- [Consigne 1]
Extrayez des rangées chaque ligne qui contient la chaîne « instances », en tenant compte de la casse.
- [Consigne 2]
Rédigez la suite du résumé de l'arrêt sur le droit de suite, à partir de sa dernière phrase.

- [Extrait à lire]
-- -- --

Cour d’appel de Rennes, 26 novembre 2024, n° 23-03768
Principe de l’arrêt
Le mandant qui conclut la vente de son bien avec un acquéreur présenté par l’agence immobilière, en violation du droit de suite prévu au mandat, est tenu de verser l’indemnité contractuelle, même si la vente ne s’est pas réalisée aux conditions exactes du mandat.
Autrement dit :
👉 Le simple fait de traiter avec un acquéreur présenté par l’agence suffit à déclencher le paiement de la clause pénale prévue au mandat, sans qu’il soit nécessaire que la vente se soit conclue au prix ou aux conditions du mandat initial.
👉 L’agence n’a pas à démontrer un manquement de la part du mandant, ni à prouver que la vente aurait pu se faire aux conditions exactes du mandat.

-- -- --

- [Données à utiliser]
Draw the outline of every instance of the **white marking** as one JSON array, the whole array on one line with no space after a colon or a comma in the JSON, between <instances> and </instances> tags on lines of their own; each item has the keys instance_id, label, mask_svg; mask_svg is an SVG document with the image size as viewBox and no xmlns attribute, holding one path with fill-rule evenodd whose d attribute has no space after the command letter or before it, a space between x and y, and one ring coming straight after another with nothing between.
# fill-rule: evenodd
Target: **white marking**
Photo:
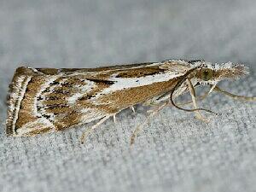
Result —
<instances>
[{"instance_id":1,"label":"white marking","mask_svg":"<svg viewBox=\"0 0 256 192\"><path fill-rule=\"evenodd\" d=\"M175 79L177 77L182 76L183 73L173 74L172 72L166 72L165 73L155 74L154 76L146 76L141 78L114 78L111 77L108 80L114 81L115 83L110 85L108 88L104 89L102 92L103 95L108 95L109 93L114 92L116 90L121 90L129 88L145 86L152 84L154 83L165 82ZM100 95L98 94L96 98Z\"/></svg>"},{"instance_id":2,"label":"white marking","mask_svg":"<svg viewBox=\"0 0 256 192\"><path fill-rule=\"evenodd\" d=\"M77 92L73 94L72 96L69 96L67 98L67 103L69 104L73 104L75 103L78 99L84 95L84 92L89 92L93 88L96 87L96 84L94 82L90 81L90 80L84 80L86 82L85 85L82 85L81 87L79 88L79 92Z\"/></svg>"},{"instance_id":3,"label":"white marking","mask_svg":"<svg viewBox=\"0 0 256 192\"><path fill-rule=\"evenodd\" d=\"M17 83L18 83L17 88L19 89L18 90L19 92L18 92L18 94L12 95L12 96L13 96L12 97L12 104L13 105L11 105L10 108L13 108L13 110L14 110L14 108L16 109L16 113L15 113L15 116L13 118L13 124L12 124L13 134L15 134L15 124L18 119L18 114L19 114L20 108L20 103L21 103L21 101L26 93L26 86L27 86L29 81L31 80L31 78L32 78L31 76L27 76L26 79L25 76L19 77L17 79ZM24 85L21 87L24 80L25 80ZM14 105L15 104L15 101L17 101L17 106L14 107ZM13 111L13 110L11 110L11 111Z\"/></svg>"}]
</instances>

-- -- --

- [Réponse finale 1]
Draw the outline of every instance of the **white marking** as one JSON array, the whole array on one line with no space after a colon or a comma in the JSON, between <instances> and </instances> tags on lines of their own; each item has the keys instance_id, label, mask_svg; mask_svg is an SVG document with the image size as viewBox and no xmlns attribute, holding one path with fill-rule evenodd whose d attribute has no space after the command letter or before it, a space between x and y, and one ring coming straight after another with nothing between.
<instances>
</instances>

- [Réponse finale 2]
✅ Les faits
Une agence immobilière avait signé un mandat de vente exclusif avec un propriétaire (le mandant). Ce mandat comportait notamment une clause de droit de suite et une clause pénale : il interdisait au mandant de traiter directement avec un acquéreur présenté par l’agence, ou trouvé grâce à ses démarches, même après expiration du mandat.
Malgré cela, le mandant a vendu le bien en direct à un acquéreur auparavant présenté par l’agence, sans informer cette dernière de la transaction, ni même du nom de l’acquéreur. L’agence a alors réclamé l’indemnisation prévue par la clause pénale du mandat, d’un montant de 28 800 €.
🔍 La procédure
L’agence immobilière a assigné le mandant devant le tribunal, sollicitant le paiement de l’indemnité prévue au mandat.
En défense, le mandant a tenté de contester cette demande en affirmant que l’agence avait failli à son obligation de vendre le bien au prix du mandat, ce qui, selon lui, devait exclure toute indemnisation.
❓ La question posée à la cour
Le mandant peut-il être contraint de verser l’indemnité prévue au mandat alors que la vente ne s’est pas conclue exactement aux conditions fixées dans le mandat ? Et peut-il invoquer un prétendu manquement de l’agence pour se soustraire à son obligation ?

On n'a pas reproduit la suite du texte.